+++ Extracted text

Their bikes are more susceptible to any faults on the road, such as potholes and spillages, and the awareness of other motorists is not always as good as it should be.
Injuries sustained on a motorcycle are very rarely anything other than serious, due to the high speed capabilities of the bikes and the little protection they offer when something goes wrong.
Added on top of this is the fact that the vast majority of accidents involving motorcycles are as a result of collisions with other cars, and the difference in size, power and strength can have a devastating impact on the bike and its rider.
Many accidents occur when cars do not see the bikes when pulling out of junctions, overtaking and changing lanes on motorways.
Another common factor concerning motorbike accidents is that a lot of the incidents occur at night time, when visibility is even poorer for other motorists.
This is why it is imperative that motorcyclists wear colourful, bright clothing on top of their protective gear, to ensure they can be seen.
Although this may sound like an obvious point to make, it is important that motorbike users know their limitations.
This means that they should only go as fast as they feel comfortable, rather than how fast the bike can go.
Inexperienced drivers should never try to 'test' the capabilities of their bike by travelling at high speeds, not at least until they have many hundreds of miles of motorbike riding experience behind them.
Starting up an accident claim for your motorcycle injury is well worth the initial effort, in light of the possible compensation amount which could be paid out.
Many personal injury companies offer a no win, no fee compensation pursual, which means that they will not take anything away from your payout; instead, they get their fee from the other party.

++++++

→ Questions to answer:
(a) According to the motorcycle text, at what time of day do a lot of motorbike accidents occur?
(b) Reproduce the motorcycle text word for word, everything from "Added on top" down to "lanes on motorways.".
Use only the motorcycle text to respond.

+++ Information

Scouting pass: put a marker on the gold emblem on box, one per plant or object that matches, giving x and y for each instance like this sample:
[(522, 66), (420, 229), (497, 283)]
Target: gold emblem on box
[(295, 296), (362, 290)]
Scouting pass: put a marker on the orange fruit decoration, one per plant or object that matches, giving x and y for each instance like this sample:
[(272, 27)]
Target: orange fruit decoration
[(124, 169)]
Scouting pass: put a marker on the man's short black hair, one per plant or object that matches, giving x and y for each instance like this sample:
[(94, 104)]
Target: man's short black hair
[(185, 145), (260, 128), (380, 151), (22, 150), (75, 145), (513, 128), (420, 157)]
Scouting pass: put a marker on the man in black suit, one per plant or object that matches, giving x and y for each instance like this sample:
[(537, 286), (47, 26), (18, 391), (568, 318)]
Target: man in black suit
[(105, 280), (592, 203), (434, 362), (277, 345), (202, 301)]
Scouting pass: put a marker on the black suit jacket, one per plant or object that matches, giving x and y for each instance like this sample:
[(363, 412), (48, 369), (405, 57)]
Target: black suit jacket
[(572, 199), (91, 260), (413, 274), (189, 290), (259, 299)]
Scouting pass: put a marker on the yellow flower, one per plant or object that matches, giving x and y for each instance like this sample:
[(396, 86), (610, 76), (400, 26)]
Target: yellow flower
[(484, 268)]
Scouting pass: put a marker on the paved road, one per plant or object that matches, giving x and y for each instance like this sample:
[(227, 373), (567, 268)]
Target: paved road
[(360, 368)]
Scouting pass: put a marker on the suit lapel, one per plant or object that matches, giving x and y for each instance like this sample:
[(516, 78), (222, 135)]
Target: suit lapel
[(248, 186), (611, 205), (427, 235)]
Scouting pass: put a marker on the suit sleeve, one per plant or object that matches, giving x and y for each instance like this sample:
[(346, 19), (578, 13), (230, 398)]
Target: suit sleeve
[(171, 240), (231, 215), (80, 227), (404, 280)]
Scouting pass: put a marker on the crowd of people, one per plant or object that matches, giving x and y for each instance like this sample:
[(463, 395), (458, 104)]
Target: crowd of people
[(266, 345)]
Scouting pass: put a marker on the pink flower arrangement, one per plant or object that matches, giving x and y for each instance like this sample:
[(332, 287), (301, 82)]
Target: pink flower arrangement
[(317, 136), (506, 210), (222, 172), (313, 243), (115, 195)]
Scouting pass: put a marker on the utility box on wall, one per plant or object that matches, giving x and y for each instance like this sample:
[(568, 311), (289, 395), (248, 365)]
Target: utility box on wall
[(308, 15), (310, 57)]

++++++
+++ Information

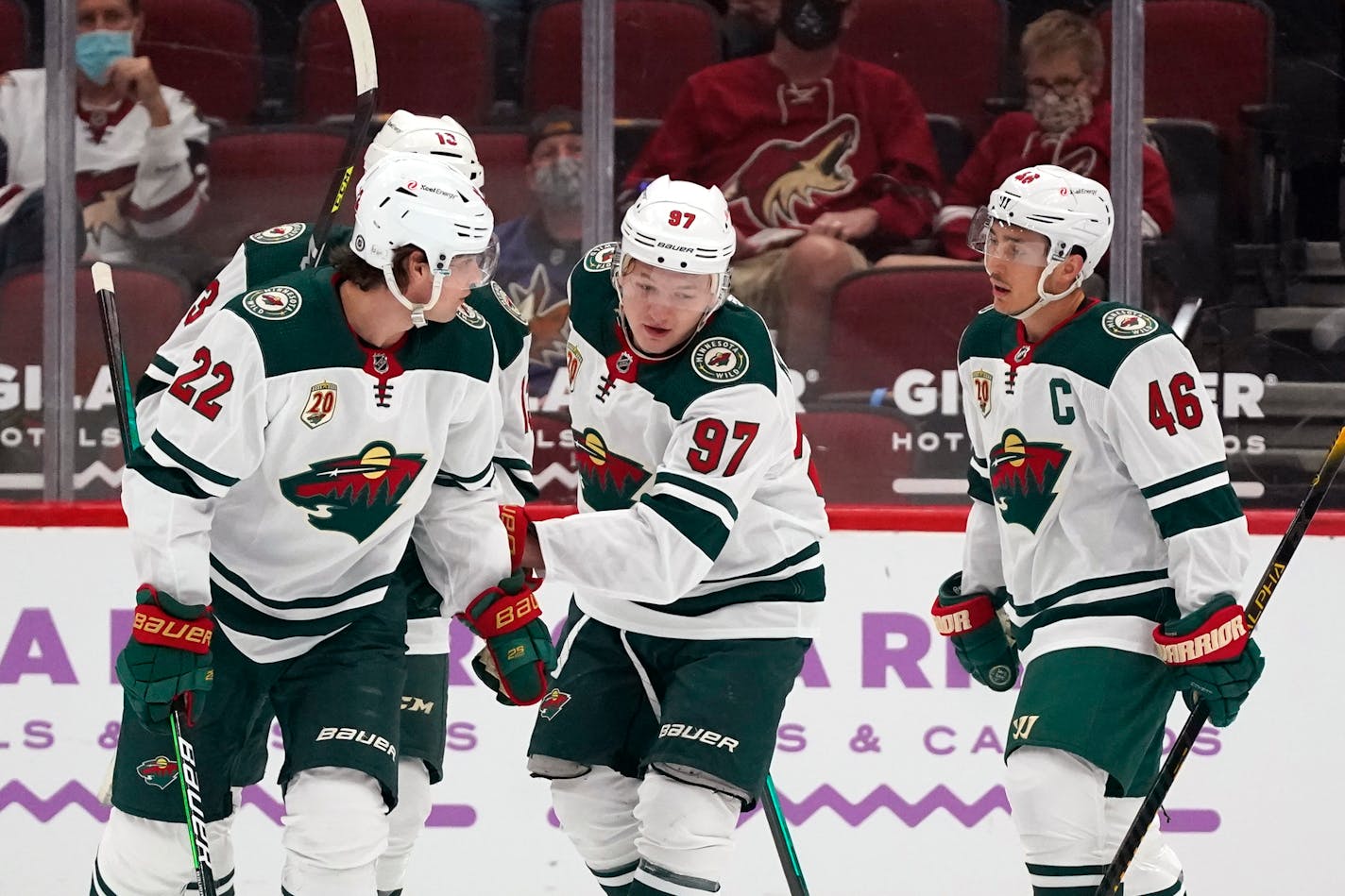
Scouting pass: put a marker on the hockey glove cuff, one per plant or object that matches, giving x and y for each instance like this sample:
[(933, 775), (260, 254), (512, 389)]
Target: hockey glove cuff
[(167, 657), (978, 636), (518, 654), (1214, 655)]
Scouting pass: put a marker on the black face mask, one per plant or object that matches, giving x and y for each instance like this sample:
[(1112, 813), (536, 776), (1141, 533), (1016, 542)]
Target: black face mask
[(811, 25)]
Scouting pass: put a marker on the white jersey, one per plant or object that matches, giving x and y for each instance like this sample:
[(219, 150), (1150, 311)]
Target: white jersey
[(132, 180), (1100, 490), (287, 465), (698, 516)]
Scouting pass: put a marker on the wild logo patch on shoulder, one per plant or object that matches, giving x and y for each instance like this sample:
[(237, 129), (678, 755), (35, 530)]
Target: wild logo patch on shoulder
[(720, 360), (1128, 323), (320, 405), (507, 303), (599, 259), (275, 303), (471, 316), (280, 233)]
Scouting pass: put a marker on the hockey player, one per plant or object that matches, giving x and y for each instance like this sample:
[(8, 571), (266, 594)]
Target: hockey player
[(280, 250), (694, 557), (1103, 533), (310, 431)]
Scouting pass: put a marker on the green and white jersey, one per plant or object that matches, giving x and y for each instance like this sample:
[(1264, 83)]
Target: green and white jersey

++++++

→ Written answers:
(a) At night time, when visibility is even poorer for other motorists.

(b)
Added on top of this is the fact that the vast majority of accidents involving motorcycles are as a result of collisions with other cars, and the difference in size, power and strength can have a devastating impact on the bike and its rider.
Many accidents occur when cars do not see the bikes when pulling out of junctions, overtaking and changing lanes on motorways.